## Exercise data
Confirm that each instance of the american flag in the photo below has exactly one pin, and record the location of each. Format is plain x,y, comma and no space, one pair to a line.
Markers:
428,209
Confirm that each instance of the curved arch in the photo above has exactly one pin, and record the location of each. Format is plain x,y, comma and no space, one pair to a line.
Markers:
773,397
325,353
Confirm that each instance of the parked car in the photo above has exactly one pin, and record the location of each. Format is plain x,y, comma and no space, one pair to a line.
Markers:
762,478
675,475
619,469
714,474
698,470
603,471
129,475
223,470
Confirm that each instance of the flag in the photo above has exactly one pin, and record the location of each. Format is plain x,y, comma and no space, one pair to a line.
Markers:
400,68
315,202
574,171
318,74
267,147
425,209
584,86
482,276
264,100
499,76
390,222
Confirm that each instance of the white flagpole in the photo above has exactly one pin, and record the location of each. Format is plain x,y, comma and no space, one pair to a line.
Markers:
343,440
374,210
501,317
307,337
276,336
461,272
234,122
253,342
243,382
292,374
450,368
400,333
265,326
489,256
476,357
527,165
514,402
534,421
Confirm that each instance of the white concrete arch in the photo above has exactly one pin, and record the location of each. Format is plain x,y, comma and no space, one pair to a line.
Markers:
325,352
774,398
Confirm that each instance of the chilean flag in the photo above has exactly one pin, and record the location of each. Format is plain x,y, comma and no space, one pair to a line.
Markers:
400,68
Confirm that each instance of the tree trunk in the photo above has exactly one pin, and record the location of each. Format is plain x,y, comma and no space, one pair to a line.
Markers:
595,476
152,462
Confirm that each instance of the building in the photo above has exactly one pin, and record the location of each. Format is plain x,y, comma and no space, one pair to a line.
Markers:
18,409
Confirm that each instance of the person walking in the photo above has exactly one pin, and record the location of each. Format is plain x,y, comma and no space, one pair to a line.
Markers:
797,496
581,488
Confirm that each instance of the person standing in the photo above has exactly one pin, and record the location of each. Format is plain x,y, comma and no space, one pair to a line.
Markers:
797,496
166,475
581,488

## The problem
Output all of the listing exactly as written.

## Your response
Confirm that each instance of the american flag in the photo below has exactly one pin, and record the location of each. Format is plain x,y, comma and no space, one pair to a line.
Markers:
428,209
Confirm that each instance of the curved arch in the photo above has exactly one pin, and record the location of each. Format is plain x,y, comma and no space, one pair to a line.
Markers:
773,397
325,353
Confirm that each instance of the parked car in the photo above has exactly one pin, and record the location of each. Format is plain x,y, comma and no space, one pair to a line.
Markers:
762,478
675,475
619,469
714,474
698,470
603,471
129,475
223,470
Confirm that each instance of the flag in the photo above has exactly one pin, and record the location of each. Format is plain x,y, comma and no space, one pair to a line.
Markers:
400,68
315,202
574,171
318,74
267,147
425,209
584,86
482,276
264,100
499,76
390,222
Confirm that each instance of the white flagpole in the photo above has exactly one pin, and record the location of each. Format is plain x,y, comma and no space, one pair to a line.
Markers:
343,440
374,210
501,317
307,337
276,336
461,272
234,122
253,342
243,382
292,374
450,368
400,333
265,326
489,256
476,357
527,165
514,402
534,421
Confirm that each instance of the white concrete arch in the photo above has exactly one pin, and record the location of each. Format is plain x,y, comma and no space, one pair to a line.
Markers:
325,352
774,398
Confirm that each instance of the chilean flag in the photo above has exactly one pin, and record the location of each. Format is plain x,y, comma and no space, one pair to a line.
Markers:
400,68
Confirm that each instance of the tree trunk in the photo above has exactly one pin, and record the location of each. Format is plain x,y, comma and no space, one pair to a line.
Markers:
595,476
152,462
Confirm that each instance of the building in the photo above has exactly one pin, and record the location of each. Format is plain x,y, comma and no space, one pair to a line.
Markers:
18,409
Confirm that each instance of the person walking in the photo above has exactly one pin, and record the location of each. Format is plain x,y, comma and no space, one pair to a line.
Markers:
797,496
581,488
Confirm that each instance of the person standing in the photo above has exactly one pin, and record the location of each. Format is plain x,y, comma and no space, one pair to a line.
Markers:
797,496
166,475
581,488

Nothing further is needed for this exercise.